__GIVEN TEXT__.

When services become unavailable, clients often resort to multiple unsuccessful retries before ultimately giving up, resulting in outsize SLA violations. Traditionally, engineers tried to avoid this from happening by specifying various levels of timeouts. A more intelligent approach, however, is to “circuit-break” the service, i.e., flag the service as unavailable for all clients and only re-engage it (“close the circuit”) when the service becomes available again. Note that circuit breaking can be a developer as well as an operational concern. As an operational pattern, circuit breakers are crucial tools in ensuring the overall Quality of Service levels.
In chaos engineering, fault injection is the practice of intentionally injecting communication errors or other faults such as unexpected delays, payloads or protocol responses into a service interaction. Depending on the type of fault that is to be injected, this is typically achieved by modifying the service logic. A much cheaper approach, however, is to use a cloud traffic controller such as Glasnostic that is able to inject faults directly and at any time into arbitrary communication stream. Fault injection testing can reveal issues related to service availability, the ability to communicate useful information or gracefully recovering from a failure.
When machines (or automation in general) is left to operate autonomously, small issues can compound in non-linear ways and thus quickly escalate to catastrophic events. The governor operational pattern is applied at critical junctions to allow for human oversight. Human pattern recognition is a powerful antidote to machine-generated chaos when provided with the right amount of visibility and immediate control.
When faced with sudden performance degradations in critical services—for whatever reasons—it is paramount that operators are able to “shed” load against these services in a granular manner. This may involve temporary policies to drop long-running request, push back on tier-3 service requests, block requests from malicious clients, limit data transfer volumes or the like. Load shedding is a popular operational pattern in availability and denial-of-service (DoS) management.
In the world of Microservices, ensuring quality of service (QoS) means limiting non-essential interactions to provide the best possible networking performance and user experience. The common challenges to QoS when running microservices include having to monitor and manage diverse technology stacks, understand complex and unexpected service interactions, account for constant change and have visibility into hundreds if not thousands of individual components. Quality of service is an operational pattern that combines other patterns such as Backpressure or Circuit Breakers to ensure critical services are available and degrade gracefully under duress.
In a large-scale, agile service environment such as an Organic Architecture, it is impossible to stage and test every deployment before it enters the production environment. This is especially true for production environments that make use of continuous deployment pipelines. In such cases, the ability to quarantine (or “ringfence”) unproven deployments is essential to mitigate its associated risks by imposing temporary rate limiting policies on the deployment.

__STATED GOAL 1__.
Which lines in the entries below contain the string "stone"? Show each of those lines, treating case as significant.

__Image segmentation entries__.
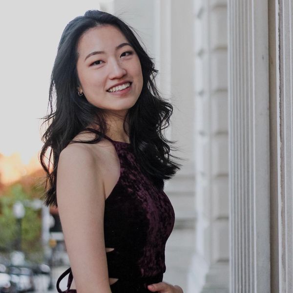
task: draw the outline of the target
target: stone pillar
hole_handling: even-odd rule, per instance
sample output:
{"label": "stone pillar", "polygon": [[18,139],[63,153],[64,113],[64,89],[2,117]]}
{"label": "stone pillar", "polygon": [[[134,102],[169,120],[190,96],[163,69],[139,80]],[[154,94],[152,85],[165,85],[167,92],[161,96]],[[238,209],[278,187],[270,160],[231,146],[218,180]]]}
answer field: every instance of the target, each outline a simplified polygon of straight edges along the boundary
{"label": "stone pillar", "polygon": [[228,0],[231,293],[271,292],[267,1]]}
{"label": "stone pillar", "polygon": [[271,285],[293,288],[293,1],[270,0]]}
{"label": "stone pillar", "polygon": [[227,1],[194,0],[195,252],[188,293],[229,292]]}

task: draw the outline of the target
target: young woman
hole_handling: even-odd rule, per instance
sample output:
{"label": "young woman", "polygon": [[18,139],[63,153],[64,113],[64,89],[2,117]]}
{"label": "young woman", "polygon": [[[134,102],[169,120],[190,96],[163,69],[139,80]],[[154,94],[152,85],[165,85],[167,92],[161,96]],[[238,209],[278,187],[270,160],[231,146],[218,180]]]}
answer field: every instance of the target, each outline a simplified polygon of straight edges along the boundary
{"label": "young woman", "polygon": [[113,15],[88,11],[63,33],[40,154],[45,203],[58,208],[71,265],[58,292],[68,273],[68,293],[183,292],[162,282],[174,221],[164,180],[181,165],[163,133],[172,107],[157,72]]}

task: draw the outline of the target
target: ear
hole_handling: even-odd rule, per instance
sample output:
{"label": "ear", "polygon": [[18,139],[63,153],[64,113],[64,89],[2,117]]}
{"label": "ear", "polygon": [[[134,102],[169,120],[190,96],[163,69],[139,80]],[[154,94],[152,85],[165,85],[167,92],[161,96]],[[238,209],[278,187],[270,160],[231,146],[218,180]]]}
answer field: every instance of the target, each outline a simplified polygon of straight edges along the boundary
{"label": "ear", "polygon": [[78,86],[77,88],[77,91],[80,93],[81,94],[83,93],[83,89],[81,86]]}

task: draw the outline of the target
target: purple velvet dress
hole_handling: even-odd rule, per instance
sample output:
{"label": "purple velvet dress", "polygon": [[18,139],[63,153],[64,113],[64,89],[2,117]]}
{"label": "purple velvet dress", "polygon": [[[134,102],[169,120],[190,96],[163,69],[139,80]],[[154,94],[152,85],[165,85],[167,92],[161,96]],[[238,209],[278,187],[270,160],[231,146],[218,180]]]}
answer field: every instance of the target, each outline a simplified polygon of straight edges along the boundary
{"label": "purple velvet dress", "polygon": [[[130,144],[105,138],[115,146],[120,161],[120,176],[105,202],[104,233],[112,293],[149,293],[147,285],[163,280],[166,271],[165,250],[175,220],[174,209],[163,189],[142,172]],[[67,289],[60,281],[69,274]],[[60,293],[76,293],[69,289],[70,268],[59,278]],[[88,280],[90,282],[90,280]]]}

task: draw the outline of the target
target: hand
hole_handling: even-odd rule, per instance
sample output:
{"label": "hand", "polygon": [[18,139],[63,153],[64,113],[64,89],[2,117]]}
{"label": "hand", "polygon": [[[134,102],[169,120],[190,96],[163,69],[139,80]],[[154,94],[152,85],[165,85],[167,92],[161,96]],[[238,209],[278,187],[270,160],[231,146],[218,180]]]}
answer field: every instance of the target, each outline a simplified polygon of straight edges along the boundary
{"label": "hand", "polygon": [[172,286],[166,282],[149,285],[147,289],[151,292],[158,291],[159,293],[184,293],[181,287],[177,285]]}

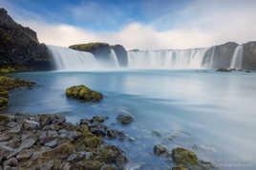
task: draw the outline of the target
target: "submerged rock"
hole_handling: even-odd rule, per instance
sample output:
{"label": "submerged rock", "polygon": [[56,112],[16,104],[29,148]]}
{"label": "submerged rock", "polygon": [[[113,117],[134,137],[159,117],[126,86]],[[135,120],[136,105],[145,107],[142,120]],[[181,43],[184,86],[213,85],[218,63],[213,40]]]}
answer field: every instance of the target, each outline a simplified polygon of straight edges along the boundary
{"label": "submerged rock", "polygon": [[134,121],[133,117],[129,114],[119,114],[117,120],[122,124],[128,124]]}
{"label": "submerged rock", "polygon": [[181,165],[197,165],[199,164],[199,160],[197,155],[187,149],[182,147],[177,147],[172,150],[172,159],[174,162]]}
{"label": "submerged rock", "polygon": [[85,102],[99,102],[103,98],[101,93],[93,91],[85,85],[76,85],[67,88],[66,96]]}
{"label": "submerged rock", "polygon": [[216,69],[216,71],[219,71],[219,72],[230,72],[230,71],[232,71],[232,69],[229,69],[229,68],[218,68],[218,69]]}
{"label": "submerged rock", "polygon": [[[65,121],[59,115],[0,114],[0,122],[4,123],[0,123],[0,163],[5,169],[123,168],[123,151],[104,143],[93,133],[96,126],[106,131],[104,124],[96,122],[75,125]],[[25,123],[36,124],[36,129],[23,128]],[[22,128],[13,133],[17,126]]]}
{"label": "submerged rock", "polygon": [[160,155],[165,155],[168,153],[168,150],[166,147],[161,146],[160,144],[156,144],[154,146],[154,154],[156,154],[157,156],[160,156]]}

__STATED GOAL 2__.
Can you quote the passage on operational patterns above, starting at "When faced with" and ending at "denial-of-service (DoS) management."?

__WRITTEN SOLUTION 1__.
target: stone pillar
{"label": "stone pillar", "polygon": [[18,139],[63,153],[64,113],[64,89],[2,117]]}
{"label": "stone pillar", "polygon": [[[134,102],[169,120],[190,96],[163,69],[139,80]],[[154,94],[152,85],[165,85],[167,92],[161,96]],[[238,209],[278,187],[270,160],[231,146],[218,180]]]}
{"label": "stone pillar", "polygon": [[228,0],[231,293],[271,292],[267,1]]}
{"label": "stone pillar", "polygon": [[271,285],[293,288],[293,1],[270,0]]}
{"label": "stone pillar", "polygon": [[227,1],[194,0],[195,252],[188,293],[229,292]]}

__WRITTEN SOLUTION 2__.
When faced with sudden performance degradations in critical services—for whatever reasons—it is paramount that operators are able to “shed” load against these services in a granular manner. This may involve temporary policies to drop long-running request, push back on tier-3 service requests, block requests from malicious clients, limit data transfer volumes or the like. Load shedding is a popular operational pattern in availability and denial-of-service (DoS) management.